# Görev 1
Bursa turizmiyle ilgili metne göre yılın ilk 5 ayında Bursa'ya kaç yabancı turist geldi?

──────── Seçili metin ────────

Türkiye Seyahat Acentaları Birliği (TÜRSAB) Güney Marmara Başkanı Murat Saraçoğlu, Bursa turizmine yönelik Bursahaberdar Gazetesi’ne önemli açıklamalarda bulundu. Yılın ilk 5 aylık
döneminde Bursa’ya gelen turist sayısını paylaşan Saraçoğlu, “Bu yıl depremin etkisi ile turistsayısında ülke genelinde bir düşüş var. Bundan maalesef Bursa da nasibini aldı. 5 aylık dönemde 367
bin 952 yerli, 117 bin 574 yabancı olmak üzere toplamda 485 bin 499 Bursa’ya geldi. Bu rakamlar geçen senelerin bir hayli altında kaldı” dedi.
Yaşanan düşüşte maliyet artışlarının da önemli bir paya sahip olduğuna değinen Saraçoğlu, “Enflasyonla birlikte maliyetler çok yükseldi. Yabancı turistlere bile Türkiye’de tatil yapmak pahalı
geliyor. Mısır ve Yunanistan bu yıl yabancı misafirlerimiz tarafından daha fazla tercih edilmeye başlandı. Özellikle Mısır bize gelen turistlerden bu sene büyük pay aldı. Kendi vatandaşlarımız bile
yurt dışını tercih etmeye başladı. Aslında bu yılı turizmde rekor yılı olarak belirlemiştik. Ama hem depremin etkisi hem de buna bağlı olarak enflasyon artışı planları bozdu.” diye konuştu.

──────── Verilen girdiler ────────

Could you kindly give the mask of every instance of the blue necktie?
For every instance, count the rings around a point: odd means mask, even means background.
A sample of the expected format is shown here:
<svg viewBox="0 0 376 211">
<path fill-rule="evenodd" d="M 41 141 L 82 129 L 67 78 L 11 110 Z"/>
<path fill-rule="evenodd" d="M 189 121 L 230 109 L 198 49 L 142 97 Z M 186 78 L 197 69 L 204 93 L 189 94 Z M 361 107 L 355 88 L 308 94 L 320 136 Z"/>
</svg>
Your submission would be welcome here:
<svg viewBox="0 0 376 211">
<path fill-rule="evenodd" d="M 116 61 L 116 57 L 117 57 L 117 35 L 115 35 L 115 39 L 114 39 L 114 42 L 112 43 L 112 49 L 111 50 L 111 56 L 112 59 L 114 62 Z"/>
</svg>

────────

# Görev 2
Girdilerde geçen "blue necktie" ifadesini "red necktie" ile değiştirip tüm girdileri yeniden yazın; geri kalan her şey aynı kalsın.

# Nihai yanıt 1
117 bin 574 yabancı turist geldi.

# Nihai yanıt 2
Could you kindly give the mask of every instance of the red necktie?
For every instance, count the rings around a point: odd means mask, even means background.
A sample of the expected format is shown here:
<svg viewBox="0 0 376 211">
<path fill-rule="evenodd" d="M 41 141 L 82 129 L 67 78 L 11 110 Z"/>
<path fill-rule="evenodd" d="M 189 121 L 230 109 L 198 49 L 142 97 Z M 186 78 L 197 69 L 204 93 L 189 94 Z M 361 107 L 355 88 L 308 94 L 320 136 Z"/>
</svg>
Your submission would be welcome here:
<svg viewBox="0 0 376 211">
<path fill-rule="evenodd" d="M 116 61 L 116 57 L 117 57 L 117 35 L 115 35 L 115 39 L 114 39 L 114 42 L 112 43 L 112 49 L 111 50 L 111 56 L 112 59 L 114 62 Z"/>
</svg>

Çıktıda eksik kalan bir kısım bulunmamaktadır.